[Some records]
# # # # # # #

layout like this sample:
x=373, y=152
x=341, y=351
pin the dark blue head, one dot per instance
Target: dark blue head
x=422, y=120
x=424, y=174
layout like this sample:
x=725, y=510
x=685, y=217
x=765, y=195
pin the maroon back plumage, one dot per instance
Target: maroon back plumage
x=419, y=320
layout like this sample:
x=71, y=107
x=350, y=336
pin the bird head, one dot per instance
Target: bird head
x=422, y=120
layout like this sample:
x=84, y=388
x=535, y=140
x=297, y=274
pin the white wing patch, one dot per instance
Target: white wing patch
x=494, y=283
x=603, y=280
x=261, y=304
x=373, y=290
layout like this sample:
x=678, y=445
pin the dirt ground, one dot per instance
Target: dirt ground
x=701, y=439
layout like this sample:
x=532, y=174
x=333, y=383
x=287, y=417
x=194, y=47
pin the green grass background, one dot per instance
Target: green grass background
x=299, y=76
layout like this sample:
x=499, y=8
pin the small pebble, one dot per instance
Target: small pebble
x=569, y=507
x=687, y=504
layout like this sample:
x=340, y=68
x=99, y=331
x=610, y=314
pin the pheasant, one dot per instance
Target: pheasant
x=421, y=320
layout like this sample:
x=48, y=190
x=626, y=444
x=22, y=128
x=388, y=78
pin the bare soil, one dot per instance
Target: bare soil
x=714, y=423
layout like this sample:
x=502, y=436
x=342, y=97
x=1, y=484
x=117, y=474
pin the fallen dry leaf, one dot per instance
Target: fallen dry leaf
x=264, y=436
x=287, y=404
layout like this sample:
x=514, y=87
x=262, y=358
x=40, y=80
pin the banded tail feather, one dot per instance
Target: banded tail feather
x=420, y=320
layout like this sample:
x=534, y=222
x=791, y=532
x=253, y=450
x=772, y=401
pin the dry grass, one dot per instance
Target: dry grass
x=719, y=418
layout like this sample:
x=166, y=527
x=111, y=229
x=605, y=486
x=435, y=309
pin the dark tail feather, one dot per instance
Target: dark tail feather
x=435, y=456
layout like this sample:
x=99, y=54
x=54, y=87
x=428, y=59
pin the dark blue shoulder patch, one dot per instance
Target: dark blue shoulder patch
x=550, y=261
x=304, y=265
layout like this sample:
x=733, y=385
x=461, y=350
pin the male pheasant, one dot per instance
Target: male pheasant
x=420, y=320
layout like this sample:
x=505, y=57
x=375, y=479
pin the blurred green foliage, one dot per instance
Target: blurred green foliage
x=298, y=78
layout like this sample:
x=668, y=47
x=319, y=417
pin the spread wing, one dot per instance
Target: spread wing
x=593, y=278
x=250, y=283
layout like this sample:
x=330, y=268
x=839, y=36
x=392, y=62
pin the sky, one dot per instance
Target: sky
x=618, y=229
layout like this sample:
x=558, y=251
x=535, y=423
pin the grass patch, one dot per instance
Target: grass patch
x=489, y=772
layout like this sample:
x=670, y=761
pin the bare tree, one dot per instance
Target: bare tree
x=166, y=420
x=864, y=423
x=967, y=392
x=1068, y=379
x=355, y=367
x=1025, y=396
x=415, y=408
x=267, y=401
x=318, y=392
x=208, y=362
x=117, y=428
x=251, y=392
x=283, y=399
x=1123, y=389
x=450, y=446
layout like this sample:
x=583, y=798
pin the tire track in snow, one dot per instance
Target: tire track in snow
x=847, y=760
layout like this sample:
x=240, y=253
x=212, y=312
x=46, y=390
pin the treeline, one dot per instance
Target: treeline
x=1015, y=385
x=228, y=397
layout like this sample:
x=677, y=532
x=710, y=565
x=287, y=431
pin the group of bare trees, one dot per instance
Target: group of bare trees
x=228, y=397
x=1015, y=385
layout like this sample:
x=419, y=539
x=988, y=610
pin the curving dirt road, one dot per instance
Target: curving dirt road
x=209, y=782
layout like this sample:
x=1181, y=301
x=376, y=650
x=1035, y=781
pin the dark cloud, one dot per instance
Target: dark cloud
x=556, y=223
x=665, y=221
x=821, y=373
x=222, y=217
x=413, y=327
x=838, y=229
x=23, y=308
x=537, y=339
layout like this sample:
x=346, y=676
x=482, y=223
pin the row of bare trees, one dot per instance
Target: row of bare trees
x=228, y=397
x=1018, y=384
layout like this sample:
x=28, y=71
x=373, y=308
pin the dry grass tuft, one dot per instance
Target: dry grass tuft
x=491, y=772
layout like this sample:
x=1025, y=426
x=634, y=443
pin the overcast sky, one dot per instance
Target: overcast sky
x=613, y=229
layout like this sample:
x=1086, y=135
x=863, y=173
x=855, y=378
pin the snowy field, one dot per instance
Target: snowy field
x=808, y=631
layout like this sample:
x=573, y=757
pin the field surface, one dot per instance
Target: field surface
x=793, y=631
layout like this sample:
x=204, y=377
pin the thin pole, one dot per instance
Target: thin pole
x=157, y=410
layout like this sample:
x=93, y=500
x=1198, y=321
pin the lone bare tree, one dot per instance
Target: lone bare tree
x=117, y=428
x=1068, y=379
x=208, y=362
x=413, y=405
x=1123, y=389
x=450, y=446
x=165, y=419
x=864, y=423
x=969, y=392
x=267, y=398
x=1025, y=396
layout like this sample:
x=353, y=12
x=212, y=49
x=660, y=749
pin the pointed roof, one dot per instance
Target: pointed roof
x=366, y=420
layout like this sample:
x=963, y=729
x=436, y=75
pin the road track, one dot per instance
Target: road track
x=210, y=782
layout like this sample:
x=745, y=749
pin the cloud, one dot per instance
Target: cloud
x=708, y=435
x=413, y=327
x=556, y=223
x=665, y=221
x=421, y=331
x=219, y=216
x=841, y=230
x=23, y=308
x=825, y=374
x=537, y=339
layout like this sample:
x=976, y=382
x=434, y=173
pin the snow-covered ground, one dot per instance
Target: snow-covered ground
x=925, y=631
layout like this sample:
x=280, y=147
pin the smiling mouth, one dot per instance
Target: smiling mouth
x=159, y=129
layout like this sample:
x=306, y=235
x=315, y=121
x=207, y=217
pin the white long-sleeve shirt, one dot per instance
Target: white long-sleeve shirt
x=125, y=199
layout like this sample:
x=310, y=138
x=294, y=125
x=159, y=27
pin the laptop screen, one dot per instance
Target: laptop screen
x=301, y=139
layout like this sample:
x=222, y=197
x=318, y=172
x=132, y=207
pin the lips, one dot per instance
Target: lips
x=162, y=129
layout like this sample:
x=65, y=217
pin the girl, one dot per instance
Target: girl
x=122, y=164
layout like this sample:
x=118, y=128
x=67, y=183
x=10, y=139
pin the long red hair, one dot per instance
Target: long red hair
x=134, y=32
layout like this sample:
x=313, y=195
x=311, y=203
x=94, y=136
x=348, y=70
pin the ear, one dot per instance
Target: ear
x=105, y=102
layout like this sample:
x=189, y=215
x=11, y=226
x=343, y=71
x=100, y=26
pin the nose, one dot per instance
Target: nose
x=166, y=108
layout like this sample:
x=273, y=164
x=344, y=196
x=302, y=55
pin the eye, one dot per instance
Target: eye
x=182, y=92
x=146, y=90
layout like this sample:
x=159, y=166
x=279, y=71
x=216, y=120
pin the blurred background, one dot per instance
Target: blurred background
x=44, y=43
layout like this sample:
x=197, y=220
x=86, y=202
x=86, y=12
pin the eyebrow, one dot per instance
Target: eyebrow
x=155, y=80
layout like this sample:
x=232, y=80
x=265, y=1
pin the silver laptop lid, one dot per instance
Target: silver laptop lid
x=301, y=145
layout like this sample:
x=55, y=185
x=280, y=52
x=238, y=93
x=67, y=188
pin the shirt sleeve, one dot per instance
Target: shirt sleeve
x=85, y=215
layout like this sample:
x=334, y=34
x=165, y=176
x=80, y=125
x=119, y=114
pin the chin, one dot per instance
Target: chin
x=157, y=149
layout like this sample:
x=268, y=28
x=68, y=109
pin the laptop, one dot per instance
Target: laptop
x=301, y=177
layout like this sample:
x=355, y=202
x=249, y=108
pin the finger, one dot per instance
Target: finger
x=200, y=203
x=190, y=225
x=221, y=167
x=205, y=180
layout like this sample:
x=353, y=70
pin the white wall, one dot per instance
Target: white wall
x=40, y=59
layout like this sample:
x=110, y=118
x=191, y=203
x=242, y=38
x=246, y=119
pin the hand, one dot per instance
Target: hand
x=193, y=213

# # # # # # #

→ Exercise description: Pick out each line in the items above that contains the word "tail" and copy it. Letter case matters.

→ Result for this task:
pin the banded tail feather, one dot per instance
Target: banded tail feather
pin the dark tail feather, one dot per instance
Target: dark tail feather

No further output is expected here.